- _WRITTEN TASKS_
[A] Transcribe the passage about heroes named after historical figures from "Sometimes, our fictional" to "to Ten Things!".
[B] Write the next part of the passage about heroes named after historical figures, continuing after its final sentence.

- _TEXT EXCERPT_

** Begin **

Sometimes, our fictional heroes take their names from animals, sometimes from natural phenomena and a few from the bug that bit them.  Then there are those who look to history for their heroic noms de guerre…  Welcome to Ten Things!

Whooshman-Bicarbonate Films, in conjunction with ‘An Amateur Comics Historian’, and lost hero ‘Madame Curie-Man’, Presents:



Don Juan

Robby Reed’s career as a hero featured the “Dial H” gimmick, meaning that he changed superhuman identities two to three times per issue.  Naturally, a LOT of aliases were needed, including this one that plumbed the myths and legends of Don Juan (AKA Don Giovanni, though the issue in question misspells it repeatedly as “Don Jaun.”)  The weird thing is, Don Juan is a character best known as a libertine, whose driving forces are cruelty and lust, which seems like oddly heavy fare for a kid’s comic book circa 1967.  Of course, Marvel’s Thor doesn’t really have a lot to do with Norse mythology, either…



‘Marvel: The Lost Generation’ was an attempt to fill in the ever-expanding gaps in the history of the Marvel Universe, specifically between the canonical Golden Age adventures of Captain America and the Human Torch, and the modern age of Marvels.  As one of the heroes extant during a vague Cold War period, Nightingale took her name from historical personage Florence Nightingale, known as the founder of modern nursing, befitting this hero’s healing powers.

** End **

- _RECORD LIST_
** Begin **

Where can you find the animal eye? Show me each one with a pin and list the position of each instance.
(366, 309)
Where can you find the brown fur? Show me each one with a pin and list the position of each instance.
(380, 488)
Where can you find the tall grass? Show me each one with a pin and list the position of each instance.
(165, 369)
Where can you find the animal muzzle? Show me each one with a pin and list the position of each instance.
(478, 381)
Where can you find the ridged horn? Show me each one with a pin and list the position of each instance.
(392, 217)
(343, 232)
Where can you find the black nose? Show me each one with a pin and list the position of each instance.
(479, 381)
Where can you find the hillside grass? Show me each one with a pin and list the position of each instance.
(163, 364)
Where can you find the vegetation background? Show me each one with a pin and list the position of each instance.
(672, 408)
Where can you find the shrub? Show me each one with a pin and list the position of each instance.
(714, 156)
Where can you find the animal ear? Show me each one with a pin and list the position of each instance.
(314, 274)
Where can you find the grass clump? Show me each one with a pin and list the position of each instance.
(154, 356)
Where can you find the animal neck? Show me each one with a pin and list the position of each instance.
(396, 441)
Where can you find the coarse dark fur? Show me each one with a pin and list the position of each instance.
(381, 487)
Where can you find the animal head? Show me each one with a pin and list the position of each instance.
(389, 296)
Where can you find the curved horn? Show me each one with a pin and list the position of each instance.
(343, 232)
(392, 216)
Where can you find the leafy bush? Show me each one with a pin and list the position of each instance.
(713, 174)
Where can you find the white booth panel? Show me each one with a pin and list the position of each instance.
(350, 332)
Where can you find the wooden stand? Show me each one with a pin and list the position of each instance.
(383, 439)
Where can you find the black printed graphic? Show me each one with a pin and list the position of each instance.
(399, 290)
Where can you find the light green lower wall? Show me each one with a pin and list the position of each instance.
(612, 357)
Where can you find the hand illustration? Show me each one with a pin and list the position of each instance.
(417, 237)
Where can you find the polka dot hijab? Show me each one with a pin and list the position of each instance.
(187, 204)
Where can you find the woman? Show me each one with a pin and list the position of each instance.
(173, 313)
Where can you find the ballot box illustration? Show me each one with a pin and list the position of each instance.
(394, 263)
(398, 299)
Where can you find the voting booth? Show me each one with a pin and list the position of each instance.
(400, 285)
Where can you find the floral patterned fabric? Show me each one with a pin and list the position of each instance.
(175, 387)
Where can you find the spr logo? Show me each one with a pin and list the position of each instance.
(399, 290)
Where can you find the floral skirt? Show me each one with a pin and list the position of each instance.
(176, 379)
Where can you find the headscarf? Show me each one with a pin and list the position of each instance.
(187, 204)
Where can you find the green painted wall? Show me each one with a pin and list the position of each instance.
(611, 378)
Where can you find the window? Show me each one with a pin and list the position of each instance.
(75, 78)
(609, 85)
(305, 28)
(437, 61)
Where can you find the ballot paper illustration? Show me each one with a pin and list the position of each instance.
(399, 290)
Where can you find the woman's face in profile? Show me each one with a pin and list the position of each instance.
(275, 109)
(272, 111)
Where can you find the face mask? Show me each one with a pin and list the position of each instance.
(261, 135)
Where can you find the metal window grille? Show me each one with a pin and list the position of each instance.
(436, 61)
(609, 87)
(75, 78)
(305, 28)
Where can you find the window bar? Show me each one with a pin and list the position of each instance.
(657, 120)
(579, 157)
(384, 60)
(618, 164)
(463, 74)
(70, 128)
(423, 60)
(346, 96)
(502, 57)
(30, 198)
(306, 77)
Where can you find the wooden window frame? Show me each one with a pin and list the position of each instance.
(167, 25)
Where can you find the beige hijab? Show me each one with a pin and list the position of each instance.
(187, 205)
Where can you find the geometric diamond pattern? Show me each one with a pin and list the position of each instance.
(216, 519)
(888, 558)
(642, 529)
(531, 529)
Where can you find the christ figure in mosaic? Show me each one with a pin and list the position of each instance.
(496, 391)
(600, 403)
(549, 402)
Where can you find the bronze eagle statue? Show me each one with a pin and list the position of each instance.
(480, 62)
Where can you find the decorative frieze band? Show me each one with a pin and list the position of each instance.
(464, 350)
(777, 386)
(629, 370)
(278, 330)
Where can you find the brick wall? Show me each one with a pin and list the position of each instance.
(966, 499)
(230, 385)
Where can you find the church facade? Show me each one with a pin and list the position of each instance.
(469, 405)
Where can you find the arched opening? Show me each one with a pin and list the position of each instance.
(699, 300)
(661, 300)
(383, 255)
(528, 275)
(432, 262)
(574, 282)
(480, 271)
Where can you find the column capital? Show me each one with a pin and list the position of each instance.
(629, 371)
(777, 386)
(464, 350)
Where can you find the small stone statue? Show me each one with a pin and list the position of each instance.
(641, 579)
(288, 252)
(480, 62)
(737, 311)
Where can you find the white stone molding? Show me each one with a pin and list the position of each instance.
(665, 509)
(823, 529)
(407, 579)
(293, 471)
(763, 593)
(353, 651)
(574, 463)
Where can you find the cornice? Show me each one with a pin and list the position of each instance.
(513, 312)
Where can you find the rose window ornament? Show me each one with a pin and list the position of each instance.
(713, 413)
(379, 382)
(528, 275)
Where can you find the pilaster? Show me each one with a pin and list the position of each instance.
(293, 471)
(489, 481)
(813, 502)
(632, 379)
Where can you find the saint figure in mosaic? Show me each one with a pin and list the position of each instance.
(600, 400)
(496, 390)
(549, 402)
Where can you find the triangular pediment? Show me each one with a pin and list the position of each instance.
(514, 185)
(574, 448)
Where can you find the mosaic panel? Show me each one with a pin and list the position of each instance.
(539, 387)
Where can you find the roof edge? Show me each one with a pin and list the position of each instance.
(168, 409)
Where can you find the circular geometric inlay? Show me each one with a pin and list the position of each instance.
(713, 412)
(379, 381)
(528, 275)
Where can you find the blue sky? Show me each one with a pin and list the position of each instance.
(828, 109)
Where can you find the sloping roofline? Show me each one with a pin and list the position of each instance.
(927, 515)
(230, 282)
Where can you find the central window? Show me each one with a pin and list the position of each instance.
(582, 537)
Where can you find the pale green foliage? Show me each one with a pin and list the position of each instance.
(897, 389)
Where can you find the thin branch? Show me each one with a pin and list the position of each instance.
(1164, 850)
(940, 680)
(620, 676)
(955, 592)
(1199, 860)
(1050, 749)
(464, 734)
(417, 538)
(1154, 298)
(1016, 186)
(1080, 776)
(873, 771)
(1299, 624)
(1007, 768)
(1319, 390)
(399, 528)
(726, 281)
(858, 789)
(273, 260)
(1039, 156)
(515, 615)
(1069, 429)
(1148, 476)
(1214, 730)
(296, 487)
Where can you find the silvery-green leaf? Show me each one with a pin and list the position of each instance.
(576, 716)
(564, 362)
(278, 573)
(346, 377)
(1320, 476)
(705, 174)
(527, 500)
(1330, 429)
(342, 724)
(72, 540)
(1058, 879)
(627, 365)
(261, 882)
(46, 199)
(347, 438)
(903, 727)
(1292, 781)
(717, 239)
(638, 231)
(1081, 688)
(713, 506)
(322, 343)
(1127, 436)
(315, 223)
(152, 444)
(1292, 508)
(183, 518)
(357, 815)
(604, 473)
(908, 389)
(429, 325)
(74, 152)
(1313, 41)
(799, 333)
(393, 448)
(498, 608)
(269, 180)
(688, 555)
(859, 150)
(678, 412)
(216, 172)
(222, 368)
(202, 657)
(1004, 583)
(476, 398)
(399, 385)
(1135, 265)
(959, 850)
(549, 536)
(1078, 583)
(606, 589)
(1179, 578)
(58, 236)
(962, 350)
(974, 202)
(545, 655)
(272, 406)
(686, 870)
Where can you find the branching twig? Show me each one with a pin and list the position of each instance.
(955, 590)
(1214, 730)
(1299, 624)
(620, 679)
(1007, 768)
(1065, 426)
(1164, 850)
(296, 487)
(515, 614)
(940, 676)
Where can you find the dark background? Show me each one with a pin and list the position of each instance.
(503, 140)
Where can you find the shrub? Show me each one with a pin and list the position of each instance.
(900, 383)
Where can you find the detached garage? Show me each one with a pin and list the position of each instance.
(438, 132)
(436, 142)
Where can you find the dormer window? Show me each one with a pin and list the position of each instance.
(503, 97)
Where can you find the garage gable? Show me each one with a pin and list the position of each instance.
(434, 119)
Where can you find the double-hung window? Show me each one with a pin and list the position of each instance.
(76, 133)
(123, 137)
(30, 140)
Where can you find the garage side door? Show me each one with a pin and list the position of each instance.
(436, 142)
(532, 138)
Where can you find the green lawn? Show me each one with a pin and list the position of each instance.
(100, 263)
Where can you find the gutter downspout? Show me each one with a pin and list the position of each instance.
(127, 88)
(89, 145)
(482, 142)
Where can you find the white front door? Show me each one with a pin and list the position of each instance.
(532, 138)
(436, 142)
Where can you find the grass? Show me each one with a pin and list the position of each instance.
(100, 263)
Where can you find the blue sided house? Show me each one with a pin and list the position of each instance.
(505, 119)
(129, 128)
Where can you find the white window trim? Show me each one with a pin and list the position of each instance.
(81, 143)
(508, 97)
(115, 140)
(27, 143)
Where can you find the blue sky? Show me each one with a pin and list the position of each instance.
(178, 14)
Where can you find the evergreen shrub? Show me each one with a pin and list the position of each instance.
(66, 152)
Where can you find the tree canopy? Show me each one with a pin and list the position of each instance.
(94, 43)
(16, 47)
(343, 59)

** End **

- _RESPONSES TO THE TASKS_
[A]
Sometimes, our fictional heroes take their names from animals, sometimes from natural phenomena and a few from the bug that bit them.  Then there are those who look to history for their heroic noms de guerre…  Welcome to Ten Things!

[B]
Teenage Mutant Ninja Turtles

Raphael!  Donatello!  Michelangelo!  Leonardo!  In-universe, Splinter named his adoptive children for his favorite painters, all of whom were part of the Italian Renaissance.  (I can only spell that word right be remembering how Ted Mosby mispronounces it.  Bygones…)  Throughout all their iterations, the idiosyncratic naming stuck, even with Michael Bay’s towering CGI brutes, proving that the power of a name-that-people-can-remember-but-they-don’t-know-why is the greatest super-power of all!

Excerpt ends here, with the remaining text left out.